[start]
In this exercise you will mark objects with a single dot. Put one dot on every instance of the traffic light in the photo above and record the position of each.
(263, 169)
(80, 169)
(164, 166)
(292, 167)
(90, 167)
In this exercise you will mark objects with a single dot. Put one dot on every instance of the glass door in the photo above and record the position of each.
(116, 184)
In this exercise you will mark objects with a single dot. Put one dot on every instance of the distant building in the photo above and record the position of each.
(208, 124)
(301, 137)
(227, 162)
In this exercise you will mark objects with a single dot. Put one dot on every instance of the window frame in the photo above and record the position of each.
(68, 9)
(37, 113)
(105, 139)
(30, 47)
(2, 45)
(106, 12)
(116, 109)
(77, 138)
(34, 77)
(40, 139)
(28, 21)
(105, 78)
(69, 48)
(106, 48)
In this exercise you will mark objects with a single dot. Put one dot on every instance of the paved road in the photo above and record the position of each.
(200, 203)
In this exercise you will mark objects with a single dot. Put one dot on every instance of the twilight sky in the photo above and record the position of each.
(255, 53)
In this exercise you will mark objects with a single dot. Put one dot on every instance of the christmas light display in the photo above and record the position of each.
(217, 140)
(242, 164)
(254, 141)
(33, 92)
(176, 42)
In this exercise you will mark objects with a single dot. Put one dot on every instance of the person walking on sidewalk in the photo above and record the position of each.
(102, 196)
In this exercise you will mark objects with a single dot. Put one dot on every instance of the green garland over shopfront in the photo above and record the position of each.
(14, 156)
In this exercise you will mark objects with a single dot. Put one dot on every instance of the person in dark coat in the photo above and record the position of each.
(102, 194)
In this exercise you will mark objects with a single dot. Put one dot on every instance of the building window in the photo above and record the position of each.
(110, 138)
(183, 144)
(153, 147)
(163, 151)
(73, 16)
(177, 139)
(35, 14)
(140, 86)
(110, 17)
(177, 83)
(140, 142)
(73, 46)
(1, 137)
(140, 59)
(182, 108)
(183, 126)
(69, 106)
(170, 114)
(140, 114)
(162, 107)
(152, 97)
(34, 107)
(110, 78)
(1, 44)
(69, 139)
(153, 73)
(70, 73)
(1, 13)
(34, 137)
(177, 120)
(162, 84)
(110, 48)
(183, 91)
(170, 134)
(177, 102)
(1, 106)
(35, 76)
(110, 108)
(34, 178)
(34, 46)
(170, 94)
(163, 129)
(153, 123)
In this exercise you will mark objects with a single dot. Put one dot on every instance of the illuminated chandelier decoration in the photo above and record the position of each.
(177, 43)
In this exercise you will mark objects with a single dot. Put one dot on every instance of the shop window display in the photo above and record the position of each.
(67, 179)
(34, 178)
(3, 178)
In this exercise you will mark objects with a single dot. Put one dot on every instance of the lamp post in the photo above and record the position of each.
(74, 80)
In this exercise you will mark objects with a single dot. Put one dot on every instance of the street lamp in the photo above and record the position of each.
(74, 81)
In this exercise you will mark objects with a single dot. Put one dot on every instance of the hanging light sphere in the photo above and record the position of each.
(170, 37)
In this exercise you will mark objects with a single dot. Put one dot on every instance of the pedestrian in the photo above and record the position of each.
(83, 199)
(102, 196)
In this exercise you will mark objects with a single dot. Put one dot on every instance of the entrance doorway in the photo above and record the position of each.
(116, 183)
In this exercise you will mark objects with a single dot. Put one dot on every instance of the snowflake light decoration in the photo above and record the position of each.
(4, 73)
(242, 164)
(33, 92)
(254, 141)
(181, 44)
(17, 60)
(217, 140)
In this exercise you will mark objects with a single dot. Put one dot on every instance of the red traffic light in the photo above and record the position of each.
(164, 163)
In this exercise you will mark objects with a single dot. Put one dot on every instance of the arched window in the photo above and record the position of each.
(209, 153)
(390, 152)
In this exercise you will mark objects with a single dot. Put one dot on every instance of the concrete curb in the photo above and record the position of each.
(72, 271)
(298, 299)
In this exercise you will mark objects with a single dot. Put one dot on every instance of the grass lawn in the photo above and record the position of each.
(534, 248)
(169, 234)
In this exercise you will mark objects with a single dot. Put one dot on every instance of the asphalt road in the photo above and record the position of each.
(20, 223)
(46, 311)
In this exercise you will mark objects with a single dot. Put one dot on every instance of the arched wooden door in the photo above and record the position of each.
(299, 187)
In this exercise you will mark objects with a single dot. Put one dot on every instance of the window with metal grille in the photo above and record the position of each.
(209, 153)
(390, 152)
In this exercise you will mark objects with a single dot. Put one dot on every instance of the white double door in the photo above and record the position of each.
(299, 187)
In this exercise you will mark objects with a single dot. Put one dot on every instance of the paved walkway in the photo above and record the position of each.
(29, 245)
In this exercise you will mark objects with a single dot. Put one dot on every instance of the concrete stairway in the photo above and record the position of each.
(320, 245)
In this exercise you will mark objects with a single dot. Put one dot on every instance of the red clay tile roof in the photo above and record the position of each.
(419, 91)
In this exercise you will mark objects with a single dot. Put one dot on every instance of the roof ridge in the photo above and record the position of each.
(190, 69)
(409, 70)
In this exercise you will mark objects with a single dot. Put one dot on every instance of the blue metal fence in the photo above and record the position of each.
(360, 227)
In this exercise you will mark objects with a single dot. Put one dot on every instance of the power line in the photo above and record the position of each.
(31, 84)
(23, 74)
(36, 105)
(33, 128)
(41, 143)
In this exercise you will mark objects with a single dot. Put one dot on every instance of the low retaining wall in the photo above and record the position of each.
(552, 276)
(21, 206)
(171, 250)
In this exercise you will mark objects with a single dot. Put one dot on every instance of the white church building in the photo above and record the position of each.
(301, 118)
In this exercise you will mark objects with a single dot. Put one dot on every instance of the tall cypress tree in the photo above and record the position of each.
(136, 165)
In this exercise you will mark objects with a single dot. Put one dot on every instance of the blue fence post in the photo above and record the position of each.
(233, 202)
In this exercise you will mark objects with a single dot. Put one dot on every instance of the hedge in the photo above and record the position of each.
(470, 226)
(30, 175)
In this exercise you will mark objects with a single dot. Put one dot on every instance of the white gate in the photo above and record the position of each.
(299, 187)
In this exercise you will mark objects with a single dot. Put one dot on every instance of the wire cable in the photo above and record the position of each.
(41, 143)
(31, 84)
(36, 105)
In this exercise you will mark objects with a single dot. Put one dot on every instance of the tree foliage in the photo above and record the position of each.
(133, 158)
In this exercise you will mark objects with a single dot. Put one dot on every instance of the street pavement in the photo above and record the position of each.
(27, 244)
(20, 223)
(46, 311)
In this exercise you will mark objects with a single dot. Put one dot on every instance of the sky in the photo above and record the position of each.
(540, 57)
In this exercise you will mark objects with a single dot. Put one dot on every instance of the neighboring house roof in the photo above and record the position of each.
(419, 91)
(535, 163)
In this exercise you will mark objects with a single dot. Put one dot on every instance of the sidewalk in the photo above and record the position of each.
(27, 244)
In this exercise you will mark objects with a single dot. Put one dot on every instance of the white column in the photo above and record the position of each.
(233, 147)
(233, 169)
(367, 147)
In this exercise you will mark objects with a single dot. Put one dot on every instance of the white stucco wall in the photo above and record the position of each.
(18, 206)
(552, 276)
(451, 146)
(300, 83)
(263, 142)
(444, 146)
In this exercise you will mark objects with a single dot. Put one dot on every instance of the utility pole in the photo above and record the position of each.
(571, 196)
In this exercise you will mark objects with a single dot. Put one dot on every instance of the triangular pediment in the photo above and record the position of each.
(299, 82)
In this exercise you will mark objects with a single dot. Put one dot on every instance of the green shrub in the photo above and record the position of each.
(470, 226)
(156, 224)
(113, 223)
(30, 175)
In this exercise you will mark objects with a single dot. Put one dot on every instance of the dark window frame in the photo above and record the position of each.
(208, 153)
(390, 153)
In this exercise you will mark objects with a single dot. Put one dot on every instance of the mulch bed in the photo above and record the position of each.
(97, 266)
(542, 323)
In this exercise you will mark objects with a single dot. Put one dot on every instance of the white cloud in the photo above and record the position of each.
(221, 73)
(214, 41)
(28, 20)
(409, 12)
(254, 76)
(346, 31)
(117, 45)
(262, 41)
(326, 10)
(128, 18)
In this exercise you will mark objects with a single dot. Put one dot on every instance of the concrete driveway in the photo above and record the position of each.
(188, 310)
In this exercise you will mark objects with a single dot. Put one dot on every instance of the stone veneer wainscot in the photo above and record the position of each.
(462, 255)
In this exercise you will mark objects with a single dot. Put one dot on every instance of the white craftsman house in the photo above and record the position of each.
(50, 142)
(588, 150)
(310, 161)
[end]
▶ **Your instructions**
From the line that contains "the green shrub" down to the last line of the listing above, repeat each line exactly, and include nothing else.

▶ **Solution to the problem**
In this exercise you will mark objects with a single dot. Put one dot on every instance of the green shrub in the photo above and record the position of each.
(470, 226)
(156, 224)
(113, 223)
(30, 175)
In this exercise you will mark objects with a single dot. Put one dot on every instance of the dark window frame in the photo above and record the position of each.
(208, 153)
(390, 153)
In this exercise you will mark objects with a single dot. Put one dot on every instance of the mulch bed in the photo above and record the position of each.
(97, 266)
(542, 323)
In this exercise you will mark objects with a single dot. Put one dot on every instance of the white cloud in the photo above and record the position of each.
(221, 73)
(214, 41)
(28, 20)
(409, 12)
(254, 76)
(346, 31)
(117, 45)
(262, 41)
(326, 10)
(128, 18)
In this exercise you will mark objects with a single dot. Put one dot on every instance of the concrete driveway in the photo above and record the position of each.
(188, 310)
In this exercise you will mark objects with a single dot. Put one dot on every instance of the stone veneer wainscot in the photo above and record the position of each.
(462, 255)
In this exercise you will mark objects with a single dot. Put one dot on every instance of the white craftsman house in the photo above and record the position of each.
(50, 142)
(588, 150)
(310, 161)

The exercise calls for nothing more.